(Items from a data source)
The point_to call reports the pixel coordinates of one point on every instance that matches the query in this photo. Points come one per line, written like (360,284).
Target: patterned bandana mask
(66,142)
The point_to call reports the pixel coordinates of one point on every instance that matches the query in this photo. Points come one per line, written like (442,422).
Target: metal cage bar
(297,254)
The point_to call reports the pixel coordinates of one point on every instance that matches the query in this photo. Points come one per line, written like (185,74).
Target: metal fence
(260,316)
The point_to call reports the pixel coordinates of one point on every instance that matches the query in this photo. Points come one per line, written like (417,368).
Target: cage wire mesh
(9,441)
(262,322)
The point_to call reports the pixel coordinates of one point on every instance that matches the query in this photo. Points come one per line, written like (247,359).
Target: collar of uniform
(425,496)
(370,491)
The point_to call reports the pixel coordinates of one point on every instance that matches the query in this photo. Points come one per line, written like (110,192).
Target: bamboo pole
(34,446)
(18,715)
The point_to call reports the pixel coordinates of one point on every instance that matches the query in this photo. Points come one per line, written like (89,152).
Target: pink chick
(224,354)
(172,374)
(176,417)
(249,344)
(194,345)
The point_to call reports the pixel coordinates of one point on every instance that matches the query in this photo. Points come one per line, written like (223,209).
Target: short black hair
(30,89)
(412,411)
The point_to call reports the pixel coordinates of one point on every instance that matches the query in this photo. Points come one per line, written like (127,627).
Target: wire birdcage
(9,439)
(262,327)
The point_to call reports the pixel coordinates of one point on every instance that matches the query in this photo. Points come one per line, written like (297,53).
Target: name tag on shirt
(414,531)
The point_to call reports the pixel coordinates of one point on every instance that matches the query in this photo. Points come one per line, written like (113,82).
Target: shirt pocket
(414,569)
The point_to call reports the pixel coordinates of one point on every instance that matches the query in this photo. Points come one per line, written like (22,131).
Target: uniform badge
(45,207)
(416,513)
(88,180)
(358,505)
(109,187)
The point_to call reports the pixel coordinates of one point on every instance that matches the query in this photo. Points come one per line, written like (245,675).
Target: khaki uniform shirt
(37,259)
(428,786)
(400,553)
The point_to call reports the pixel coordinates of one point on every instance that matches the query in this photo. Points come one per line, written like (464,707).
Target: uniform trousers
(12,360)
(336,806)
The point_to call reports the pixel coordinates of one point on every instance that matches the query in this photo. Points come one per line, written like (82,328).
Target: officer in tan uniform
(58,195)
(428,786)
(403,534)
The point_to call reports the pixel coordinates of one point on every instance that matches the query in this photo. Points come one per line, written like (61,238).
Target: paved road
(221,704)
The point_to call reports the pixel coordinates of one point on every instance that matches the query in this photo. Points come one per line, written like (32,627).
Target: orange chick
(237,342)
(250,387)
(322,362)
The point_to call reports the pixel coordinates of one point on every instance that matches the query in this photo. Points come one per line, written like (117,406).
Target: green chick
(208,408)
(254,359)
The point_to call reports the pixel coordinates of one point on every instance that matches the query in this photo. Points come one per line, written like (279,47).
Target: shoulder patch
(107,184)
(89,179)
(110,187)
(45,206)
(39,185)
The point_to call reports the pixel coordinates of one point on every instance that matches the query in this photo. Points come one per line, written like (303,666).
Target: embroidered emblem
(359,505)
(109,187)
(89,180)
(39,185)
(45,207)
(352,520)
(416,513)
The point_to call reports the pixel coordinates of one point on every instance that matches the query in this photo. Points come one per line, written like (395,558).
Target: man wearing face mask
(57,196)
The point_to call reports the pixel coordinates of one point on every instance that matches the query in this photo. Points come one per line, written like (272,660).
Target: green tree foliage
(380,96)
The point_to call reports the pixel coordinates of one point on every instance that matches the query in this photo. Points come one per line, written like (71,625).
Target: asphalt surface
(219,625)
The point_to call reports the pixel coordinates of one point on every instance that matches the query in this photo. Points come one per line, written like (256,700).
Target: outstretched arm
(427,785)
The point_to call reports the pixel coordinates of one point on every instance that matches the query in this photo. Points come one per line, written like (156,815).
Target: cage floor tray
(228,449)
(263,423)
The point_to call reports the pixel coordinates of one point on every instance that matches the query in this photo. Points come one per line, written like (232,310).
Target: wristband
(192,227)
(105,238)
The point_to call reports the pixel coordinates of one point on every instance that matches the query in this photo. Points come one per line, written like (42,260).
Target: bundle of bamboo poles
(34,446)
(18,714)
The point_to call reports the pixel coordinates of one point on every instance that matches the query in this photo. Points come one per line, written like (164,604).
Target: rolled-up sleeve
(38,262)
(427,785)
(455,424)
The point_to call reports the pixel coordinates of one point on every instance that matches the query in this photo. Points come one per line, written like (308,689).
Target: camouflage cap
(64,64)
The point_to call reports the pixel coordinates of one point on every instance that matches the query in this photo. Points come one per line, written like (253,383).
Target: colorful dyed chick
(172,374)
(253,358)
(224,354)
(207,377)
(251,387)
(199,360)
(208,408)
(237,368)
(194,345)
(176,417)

◆ ACTIVITY ◆
Leave out every line above except those from the line with "written like (232,310)." up to and including the line with "written like (164,604).", and copy those exactly.

◆ EXERCISE OUTPUT ◆
The point_to call reports the pixel coordinates of one point on every instance that matches the query in this photo. Points come one per line, written like (232,310).
Target: wristband
(192,227)
(105,238)
The point_to call reports the pixel coordinates of one point on every instance that matches the query in this photo. Points come one per line, written like (42,260).
Target: bundle of bamboo poles
(34,446)
(18,714)
The point_to call reports the pixel coordinates of one point on every instance that matches the query in this photo. Points come one per line, written like (164,604).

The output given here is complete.